Material for the task

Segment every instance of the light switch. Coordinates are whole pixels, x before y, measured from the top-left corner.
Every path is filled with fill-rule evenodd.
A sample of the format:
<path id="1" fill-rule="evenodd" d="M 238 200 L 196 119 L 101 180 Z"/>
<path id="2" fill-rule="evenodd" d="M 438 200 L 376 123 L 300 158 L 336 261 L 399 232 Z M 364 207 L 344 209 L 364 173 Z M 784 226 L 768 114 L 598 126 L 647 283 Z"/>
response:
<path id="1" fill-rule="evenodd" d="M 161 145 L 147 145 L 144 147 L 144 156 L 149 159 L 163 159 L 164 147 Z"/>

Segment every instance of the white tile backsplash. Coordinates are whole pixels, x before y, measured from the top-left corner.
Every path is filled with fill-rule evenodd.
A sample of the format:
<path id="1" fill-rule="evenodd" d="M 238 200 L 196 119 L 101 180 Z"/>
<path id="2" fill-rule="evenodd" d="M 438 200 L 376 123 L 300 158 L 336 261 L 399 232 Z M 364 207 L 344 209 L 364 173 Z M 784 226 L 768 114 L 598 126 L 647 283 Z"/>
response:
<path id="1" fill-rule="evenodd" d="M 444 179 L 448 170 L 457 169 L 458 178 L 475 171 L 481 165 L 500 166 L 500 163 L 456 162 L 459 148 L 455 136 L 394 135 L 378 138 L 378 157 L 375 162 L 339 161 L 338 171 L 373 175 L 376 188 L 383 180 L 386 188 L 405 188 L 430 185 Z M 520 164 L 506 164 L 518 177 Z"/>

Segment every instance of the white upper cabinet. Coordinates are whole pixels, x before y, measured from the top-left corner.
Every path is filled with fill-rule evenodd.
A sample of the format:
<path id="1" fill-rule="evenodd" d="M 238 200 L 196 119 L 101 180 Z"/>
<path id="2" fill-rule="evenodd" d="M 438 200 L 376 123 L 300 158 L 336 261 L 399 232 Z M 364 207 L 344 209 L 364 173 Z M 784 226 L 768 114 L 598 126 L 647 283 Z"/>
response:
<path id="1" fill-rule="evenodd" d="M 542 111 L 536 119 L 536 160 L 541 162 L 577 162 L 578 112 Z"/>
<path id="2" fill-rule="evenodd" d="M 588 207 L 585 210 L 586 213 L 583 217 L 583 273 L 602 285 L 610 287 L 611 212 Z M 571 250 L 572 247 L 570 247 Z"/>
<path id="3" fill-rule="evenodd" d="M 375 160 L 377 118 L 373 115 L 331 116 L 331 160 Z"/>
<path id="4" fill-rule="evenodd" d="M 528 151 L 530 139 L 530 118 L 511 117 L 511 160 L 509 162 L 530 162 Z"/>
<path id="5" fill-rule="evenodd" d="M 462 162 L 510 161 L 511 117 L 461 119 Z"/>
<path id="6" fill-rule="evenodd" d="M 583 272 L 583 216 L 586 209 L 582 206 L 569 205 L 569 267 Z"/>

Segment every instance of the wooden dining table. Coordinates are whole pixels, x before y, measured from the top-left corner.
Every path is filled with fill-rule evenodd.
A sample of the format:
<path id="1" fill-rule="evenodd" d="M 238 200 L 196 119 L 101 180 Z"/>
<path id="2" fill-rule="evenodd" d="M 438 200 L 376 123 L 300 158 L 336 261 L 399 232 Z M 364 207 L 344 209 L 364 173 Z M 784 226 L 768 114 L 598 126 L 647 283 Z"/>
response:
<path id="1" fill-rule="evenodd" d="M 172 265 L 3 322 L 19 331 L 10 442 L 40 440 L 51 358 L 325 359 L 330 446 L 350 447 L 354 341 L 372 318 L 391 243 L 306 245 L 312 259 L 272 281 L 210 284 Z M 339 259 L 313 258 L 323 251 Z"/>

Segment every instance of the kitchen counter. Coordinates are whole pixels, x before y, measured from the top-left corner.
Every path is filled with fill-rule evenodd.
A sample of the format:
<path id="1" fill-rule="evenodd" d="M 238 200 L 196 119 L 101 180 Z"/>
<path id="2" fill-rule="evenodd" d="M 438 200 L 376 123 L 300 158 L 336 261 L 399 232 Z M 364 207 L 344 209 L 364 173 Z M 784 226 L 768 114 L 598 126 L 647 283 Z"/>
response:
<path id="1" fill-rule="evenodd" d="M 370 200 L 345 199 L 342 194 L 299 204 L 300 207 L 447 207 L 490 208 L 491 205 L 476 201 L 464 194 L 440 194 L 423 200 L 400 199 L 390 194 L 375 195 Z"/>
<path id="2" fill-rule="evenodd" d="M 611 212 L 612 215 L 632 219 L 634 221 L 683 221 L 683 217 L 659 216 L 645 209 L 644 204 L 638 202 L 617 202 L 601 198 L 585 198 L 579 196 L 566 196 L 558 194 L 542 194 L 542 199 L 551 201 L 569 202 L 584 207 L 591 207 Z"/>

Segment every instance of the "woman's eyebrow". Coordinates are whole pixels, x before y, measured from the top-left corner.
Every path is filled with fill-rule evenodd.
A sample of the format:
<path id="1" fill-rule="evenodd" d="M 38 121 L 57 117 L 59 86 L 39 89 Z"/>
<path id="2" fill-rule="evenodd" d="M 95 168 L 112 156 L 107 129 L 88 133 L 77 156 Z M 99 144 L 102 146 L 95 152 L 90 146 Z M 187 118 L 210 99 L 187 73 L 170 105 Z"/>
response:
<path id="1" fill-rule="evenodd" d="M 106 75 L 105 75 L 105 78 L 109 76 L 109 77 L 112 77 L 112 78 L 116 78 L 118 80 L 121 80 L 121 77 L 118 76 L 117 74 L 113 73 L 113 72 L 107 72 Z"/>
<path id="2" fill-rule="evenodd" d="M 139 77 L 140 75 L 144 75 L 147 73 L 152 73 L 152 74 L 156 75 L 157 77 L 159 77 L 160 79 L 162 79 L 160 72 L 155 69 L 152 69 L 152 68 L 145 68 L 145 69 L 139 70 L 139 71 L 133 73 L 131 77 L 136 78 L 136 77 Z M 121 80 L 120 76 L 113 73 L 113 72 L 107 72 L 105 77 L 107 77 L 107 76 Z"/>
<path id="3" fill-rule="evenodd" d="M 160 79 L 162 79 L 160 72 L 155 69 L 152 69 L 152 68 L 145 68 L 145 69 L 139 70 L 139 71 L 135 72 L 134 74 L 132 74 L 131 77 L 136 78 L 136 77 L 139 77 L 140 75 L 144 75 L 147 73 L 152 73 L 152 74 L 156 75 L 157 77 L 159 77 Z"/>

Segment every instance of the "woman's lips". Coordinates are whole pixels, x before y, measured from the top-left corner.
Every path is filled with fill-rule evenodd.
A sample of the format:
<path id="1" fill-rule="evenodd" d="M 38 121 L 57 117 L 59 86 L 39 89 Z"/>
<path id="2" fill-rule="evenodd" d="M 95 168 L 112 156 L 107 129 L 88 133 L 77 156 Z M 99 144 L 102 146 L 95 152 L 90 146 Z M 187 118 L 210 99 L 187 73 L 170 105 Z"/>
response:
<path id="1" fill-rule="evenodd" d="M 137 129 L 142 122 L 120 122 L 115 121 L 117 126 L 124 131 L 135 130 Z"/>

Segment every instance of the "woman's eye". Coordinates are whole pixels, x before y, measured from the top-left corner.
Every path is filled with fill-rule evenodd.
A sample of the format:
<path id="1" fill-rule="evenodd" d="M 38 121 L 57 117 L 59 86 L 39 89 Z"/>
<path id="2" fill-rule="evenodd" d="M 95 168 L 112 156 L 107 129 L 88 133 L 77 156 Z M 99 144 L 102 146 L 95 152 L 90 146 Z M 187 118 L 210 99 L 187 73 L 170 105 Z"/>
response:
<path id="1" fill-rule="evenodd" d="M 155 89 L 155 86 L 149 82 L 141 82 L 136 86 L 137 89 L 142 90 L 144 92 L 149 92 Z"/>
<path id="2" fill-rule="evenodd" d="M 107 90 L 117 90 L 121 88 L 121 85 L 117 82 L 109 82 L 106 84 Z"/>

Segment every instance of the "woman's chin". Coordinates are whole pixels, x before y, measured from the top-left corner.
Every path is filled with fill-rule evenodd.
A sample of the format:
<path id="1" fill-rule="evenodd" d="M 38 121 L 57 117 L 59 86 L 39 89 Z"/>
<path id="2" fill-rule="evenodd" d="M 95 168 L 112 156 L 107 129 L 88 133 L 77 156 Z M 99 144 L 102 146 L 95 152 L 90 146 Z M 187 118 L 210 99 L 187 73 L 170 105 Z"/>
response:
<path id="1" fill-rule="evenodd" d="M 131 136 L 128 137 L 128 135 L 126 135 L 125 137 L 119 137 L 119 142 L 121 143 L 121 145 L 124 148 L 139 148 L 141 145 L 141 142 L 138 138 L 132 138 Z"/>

Your objective
What is the number of lines in the records that contain the word "white"? Answer with the number and nothing else.

Solution below
2